Prologis has intensified its pursuit of SEGRO by asking the British warehouse landlord’s shareholders to press the board into negotiations over a proposed all-share combination valued at about £12.6 billion, or $16.9 billion when the approach was disclosed. The move shifts the contest from a private boardroom rejection toward a direct test of investor support, while stopping short of a firm takeover offer under the U.K. Takeover Code.

The U.S. group said on July 9 that constructive talks would allow the two companies to examine the full strategic and financial potential of a merger and give SEGRO investors the opportunity to consider a binding proposal. Prologis framed the appeal as a response to discussions with SEGRO shareholders and to the British company’s investor presentation a day earlier, in which management set out its case for remaining independent.

SEGRO rejected the renewed pressure within hours. Chairman Andy Harrison said the current proposal did not provide a basis for further engagement and characterized Prologis’s campaign as an attempt to acquire the company at an inadequate price. The board told shareholders to take no action, arguing that the proposal failed to capture the scarcity, quality and growth embedded in SEGRO’s portfolio and would dilute their exposure to its European logistics and data-center assets.

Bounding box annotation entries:
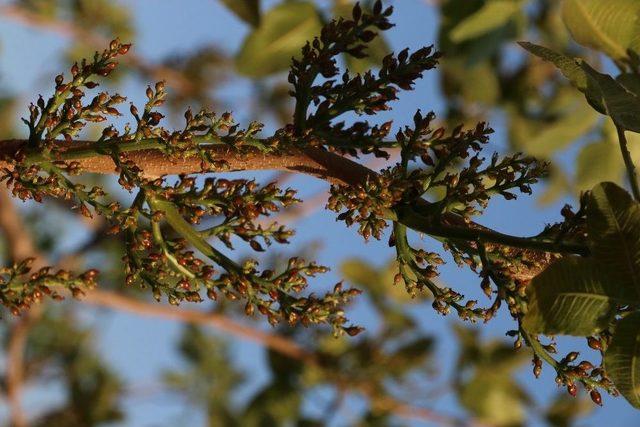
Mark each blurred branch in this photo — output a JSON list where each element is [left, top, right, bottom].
[[81, 290, 477, 426], [0, 187, 43, 427], [0, 173, 480, 427], [0, 5, 192, 92], [81, 290, 318, 365], [5, 307, 34, 427]]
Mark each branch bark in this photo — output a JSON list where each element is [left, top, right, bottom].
[[0, 139, 589, 260]]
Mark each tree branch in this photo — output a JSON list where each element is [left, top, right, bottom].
[[0, 139, 588, 258], [616, 125, 640, 202]]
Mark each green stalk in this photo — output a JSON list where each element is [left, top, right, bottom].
[[616, 125, 640, 202]]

What to do:
A - Transcribe the stretch of the article on Prologis's pursuit of SEGRO from "Prologis has intensified" through "for remaining independent.".
B - According to the article on Prologis's pursuit of SEGRO, who is SEGRO's chairman?
C - Write the next part of the article on Prologis's pursuit of SEGRO, picking up after its last sentence.
The data can be left aside.

Answers:
A -
Prologis has intensified its pursuit of SEGRO by asking the British warehouse landlord’s shareholders to press the board into negotiations over a proposed all-share combination valued at about £12.6 billion, or $16.9 billion when the approach was disclosed. The move shifts the contest from a private boardroom rejection toward a direct test of investor support, while stopping short of a firm takeover offer under the U.K. Takeover Code.

The U.S. group said on July 9 that constructive talks would allow the two companies to examine the full strategic and financial potential of a merger and give SEGRO investors the opportunity to consider a binding proposal. Prologis framed the appeal as a response to discussions with SEGRO shareholders and to the British company’s investor presentation a day earlier, in which management set out its case for remaining independent.

B - Andy Harrison

C -
The dispute now centers on two competing definitions of value. Prologis is emphasizing the immediate premium, the scale of its global platform and the capital advantages of combining the companies. SEGRO is asking investors to look beyond the headline offer and assign greater value to its development pipeline, urban warehouse footprint, power-secured land and expected growth in data-center income.

Prologis first sent its indicative proposal to SEGRO’s board on June 16. The board rejected it on June 23, and Prologis publicly disclosed the approach the following day. Under the proposed exchange ratio, SEGRO shareholders would receive 0.084 new Prologis shares for each SEGRO share. Based on Prologis’s closing share price and the sterling-dollar exchange rate on June 23, the terms implied 925 pence per SEGRO share and valued the fully diluted equity at approximately £12.6 billion.

At that reference point, the proposal represented a 24.6% premium to SEGRO’s undisturbed closing price and a 31.4% premium to its three-month volume-weighted average price. It was also equal to SEGRO’s last reported European Public Real Estate Association net tangible asset value of 925 pence per share at the end of 2025. SEGRO investors would own about 10.5% of the enlarged Prologis after completion.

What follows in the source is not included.